**DESCRIZIONE ESERCIZIO:**
Indica, per favore, quante delle righe riportate qui sotto contengono la parola "hair", distinguendo tra maiuscole e minuscole. Scrivi soltanto il numero.

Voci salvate
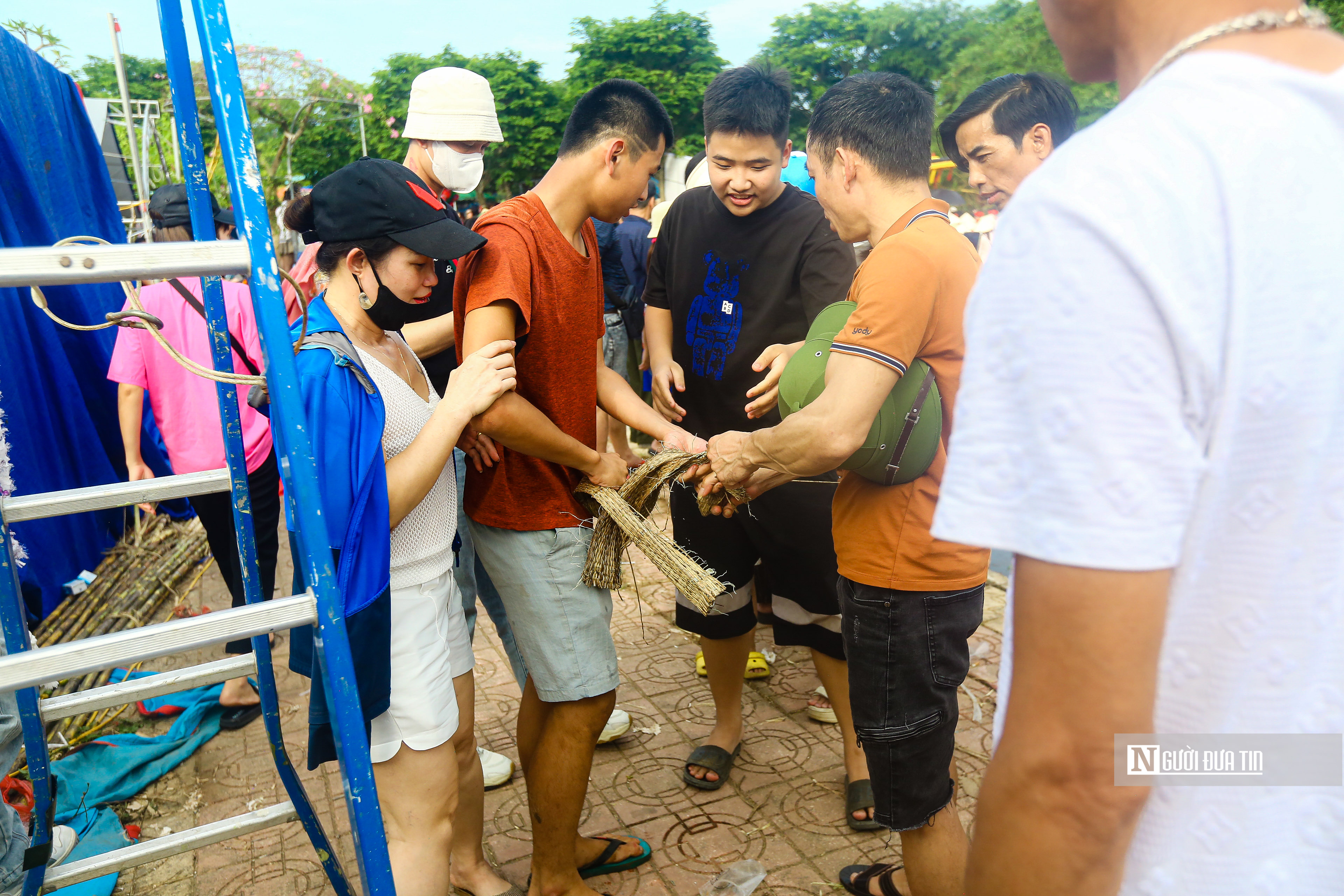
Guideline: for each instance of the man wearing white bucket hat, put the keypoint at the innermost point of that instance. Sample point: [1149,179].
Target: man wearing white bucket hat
[449,121]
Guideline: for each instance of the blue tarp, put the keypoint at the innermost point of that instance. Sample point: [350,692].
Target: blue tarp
[59,407]
[118,768]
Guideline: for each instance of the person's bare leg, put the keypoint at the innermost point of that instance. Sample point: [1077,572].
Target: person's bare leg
[560,758]
[835,678]
[238,694]
[604,428]
[725,660]
[417,790]
[620,437]
[471,871]
[934,855]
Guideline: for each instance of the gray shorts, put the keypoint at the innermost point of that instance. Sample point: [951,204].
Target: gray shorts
[562,626]
[616,343]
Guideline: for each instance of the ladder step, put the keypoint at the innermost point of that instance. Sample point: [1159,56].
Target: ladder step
[100,498]
[85,264]
[174,844]
[59,662]
[124,692]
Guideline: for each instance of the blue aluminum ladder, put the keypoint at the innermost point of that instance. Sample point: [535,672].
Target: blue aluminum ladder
[320,605]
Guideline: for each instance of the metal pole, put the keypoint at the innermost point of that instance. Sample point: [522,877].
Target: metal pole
[143,217]
[176,151]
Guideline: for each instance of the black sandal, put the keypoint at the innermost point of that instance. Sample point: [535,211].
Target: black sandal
[855,879]
[717,760]
[858,794]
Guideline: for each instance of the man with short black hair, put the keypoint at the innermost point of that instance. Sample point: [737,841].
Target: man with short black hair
[738,272]
[1154,398]
[539,281]
[908,600]
[1006,128]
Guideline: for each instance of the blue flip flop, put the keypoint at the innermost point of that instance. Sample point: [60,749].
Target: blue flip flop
[601,866]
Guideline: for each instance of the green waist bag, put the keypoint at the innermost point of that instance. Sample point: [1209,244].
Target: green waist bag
[904,439]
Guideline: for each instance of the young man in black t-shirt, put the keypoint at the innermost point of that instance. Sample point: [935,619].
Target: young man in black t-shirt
[737,274]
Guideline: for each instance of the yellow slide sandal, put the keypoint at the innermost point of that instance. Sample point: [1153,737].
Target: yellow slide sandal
[757,667]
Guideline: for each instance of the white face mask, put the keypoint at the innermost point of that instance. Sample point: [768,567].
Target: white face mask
[460,173]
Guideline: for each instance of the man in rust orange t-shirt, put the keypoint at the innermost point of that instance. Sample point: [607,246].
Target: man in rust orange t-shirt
[538,280]
[908,601]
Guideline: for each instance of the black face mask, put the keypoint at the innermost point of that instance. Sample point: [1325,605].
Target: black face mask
[386,311]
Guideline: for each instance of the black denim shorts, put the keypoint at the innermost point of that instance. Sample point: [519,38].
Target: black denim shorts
[908,656]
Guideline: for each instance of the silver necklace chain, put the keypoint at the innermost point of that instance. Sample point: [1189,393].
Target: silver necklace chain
[1262,21]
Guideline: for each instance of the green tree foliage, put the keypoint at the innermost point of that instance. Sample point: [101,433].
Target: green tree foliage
[948,46]
[668,53]
[530,111]
[1018,43]
[1335,8]
[146,78]
[831,41]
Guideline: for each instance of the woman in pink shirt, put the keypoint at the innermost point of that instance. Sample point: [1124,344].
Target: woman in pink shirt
[186,407]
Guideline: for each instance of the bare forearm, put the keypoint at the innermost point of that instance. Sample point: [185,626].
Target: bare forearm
[658,335]
[803,445]
[412,475]
[517,424]
[131,407]
[616,397]
[430,338]
[1051,820]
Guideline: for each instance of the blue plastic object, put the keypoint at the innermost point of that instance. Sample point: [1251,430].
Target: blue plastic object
[796,174]
[296,465]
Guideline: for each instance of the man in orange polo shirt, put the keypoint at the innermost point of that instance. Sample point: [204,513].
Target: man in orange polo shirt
[909,601]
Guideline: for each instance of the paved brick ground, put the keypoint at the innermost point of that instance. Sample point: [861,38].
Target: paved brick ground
[783,805]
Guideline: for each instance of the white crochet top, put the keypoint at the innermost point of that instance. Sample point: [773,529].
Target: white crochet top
[422,543]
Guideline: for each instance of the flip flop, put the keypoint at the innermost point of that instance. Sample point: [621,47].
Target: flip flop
[717,760]
[757,667]
[823,714]
[855,879]
[601,866]
[858,794]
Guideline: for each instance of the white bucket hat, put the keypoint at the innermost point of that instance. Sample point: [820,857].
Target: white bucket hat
[452,104]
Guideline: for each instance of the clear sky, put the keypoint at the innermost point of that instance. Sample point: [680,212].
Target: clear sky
[354,37]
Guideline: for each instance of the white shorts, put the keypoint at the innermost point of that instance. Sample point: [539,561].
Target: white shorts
[430,648]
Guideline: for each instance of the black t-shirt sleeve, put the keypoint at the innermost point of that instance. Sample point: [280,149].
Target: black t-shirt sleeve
[655,287]
[826,269]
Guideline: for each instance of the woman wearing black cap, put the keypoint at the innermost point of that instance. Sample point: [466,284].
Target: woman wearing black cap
[384,441]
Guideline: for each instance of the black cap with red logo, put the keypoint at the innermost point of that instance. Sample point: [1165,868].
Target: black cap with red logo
[378,198]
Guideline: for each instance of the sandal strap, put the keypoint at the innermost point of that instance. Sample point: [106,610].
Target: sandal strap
[612,846]
[883,874]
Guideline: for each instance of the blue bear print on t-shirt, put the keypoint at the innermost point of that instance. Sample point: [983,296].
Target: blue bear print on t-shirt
[715,319]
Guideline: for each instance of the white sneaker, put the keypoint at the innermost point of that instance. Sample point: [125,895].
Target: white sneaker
[498,768]
[64,841]
[616,726]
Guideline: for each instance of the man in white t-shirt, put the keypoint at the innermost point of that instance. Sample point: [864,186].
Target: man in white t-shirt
[1151,417]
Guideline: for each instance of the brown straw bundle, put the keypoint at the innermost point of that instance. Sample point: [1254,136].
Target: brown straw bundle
[623,518]
[140,581]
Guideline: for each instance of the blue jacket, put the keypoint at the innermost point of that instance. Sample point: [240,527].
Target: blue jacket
[346,417]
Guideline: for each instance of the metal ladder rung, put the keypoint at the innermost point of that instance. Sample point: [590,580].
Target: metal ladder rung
[170,846]
[156,686]
[85,264]
[100,498]
[29,668]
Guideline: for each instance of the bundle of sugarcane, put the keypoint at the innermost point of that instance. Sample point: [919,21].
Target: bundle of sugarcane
[140,580]
[623,518]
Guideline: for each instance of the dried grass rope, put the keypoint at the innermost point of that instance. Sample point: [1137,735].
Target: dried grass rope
[623,516]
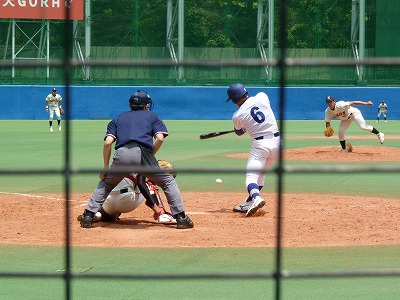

**RISPOSTA SCRITTA:**
2